* _WHAT THE TASK REQUIRES_:
Pull out every line of the material below that contains the string "green", matching its case exactly.

* _MATERIAL FOR THE TASK_:
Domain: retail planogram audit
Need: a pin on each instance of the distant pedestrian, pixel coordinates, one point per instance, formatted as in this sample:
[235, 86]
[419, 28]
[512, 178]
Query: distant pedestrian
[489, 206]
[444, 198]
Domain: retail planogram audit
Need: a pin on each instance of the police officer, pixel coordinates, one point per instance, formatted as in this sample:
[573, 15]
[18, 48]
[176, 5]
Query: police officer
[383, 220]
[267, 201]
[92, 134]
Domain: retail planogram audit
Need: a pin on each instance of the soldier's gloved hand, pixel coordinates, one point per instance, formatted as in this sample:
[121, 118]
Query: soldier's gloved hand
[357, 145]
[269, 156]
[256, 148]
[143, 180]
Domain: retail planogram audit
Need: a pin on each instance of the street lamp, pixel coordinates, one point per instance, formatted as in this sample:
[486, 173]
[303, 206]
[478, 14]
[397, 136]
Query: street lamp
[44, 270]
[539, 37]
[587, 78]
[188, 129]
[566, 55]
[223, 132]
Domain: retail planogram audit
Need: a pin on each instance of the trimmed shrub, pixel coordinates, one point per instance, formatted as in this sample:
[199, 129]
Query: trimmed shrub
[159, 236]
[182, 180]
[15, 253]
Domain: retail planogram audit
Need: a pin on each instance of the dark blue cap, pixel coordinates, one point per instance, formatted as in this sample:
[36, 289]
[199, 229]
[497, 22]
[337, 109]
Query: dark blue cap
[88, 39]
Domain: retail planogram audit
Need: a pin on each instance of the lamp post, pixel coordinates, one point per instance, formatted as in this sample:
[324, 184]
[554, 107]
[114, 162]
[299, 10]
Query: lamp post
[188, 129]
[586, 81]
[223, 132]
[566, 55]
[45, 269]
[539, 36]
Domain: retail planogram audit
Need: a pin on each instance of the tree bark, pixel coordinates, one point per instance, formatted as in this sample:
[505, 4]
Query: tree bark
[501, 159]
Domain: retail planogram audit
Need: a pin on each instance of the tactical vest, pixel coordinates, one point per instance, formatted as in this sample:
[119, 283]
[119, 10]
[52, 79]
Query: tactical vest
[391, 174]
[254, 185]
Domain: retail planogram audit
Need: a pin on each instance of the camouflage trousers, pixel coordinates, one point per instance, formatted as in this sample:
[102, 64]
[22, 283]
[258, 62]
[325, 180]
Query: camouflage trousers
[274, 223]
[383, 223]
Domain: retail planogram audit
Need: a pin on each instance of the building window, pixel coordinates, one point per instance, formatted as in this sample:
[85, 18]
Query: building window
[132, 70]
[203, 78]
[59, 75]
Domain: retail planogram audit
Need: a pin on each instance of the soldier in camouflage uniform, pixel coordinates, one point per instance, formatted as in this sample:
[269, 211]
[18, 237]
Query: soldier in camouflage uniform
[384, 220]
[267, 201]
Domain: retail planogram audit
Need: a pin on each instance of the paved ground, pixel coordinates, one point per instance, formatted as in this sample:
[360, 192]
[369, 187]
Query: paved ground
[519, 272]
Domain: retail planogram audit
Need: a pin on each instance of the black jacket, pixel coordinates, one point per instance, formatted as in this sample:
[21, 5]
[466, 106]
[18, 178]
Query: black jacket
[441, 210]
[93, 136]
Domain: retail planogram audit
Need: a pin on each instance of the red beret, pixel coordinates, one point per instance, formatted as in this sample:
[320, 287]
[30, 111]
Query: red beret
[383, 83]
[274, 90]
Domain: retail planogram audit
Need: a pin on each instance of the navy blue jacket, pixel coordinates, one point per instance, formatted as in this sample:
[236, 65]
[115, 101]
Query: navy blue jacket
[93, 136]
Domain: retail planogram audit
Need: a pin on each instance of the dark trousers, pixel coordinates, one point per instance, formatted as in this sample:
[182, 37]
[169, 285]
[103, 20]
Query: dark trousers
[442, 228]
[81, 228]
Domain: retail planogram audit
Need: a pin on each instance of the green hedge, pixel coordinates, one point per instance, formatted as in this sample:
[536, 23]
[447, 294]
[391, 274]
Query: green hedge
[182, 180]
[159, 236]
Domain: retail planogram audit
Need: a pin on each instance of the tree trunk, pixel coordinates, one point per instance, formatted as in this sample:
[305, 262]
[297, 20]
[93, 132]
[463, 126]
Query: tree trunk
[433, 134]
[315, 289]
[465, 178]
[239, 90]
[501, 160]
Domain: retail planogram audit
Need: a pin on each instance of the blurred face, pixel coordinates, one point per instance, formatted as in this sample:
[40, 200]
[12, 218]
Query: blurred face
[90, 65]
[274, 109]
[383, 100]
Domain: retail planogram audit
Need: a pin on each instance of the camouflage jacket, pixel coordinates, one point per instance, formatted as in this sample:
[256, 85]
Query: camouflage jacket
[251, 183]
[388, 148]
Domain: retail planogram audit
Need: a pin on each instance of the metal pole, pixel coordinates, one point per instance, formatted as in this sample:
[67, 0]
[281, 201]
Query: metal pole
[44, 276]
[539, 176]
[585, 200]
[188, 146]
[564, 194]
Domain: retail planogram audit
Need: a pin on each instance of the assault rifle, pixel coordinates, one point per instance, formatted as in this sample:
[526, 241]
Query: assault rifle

* _TASK SOLUTION_:
Need: a pin on each instance of the green hedge, pixel coordinates, one point per instance, formatted as in this sample:
Query: green hedge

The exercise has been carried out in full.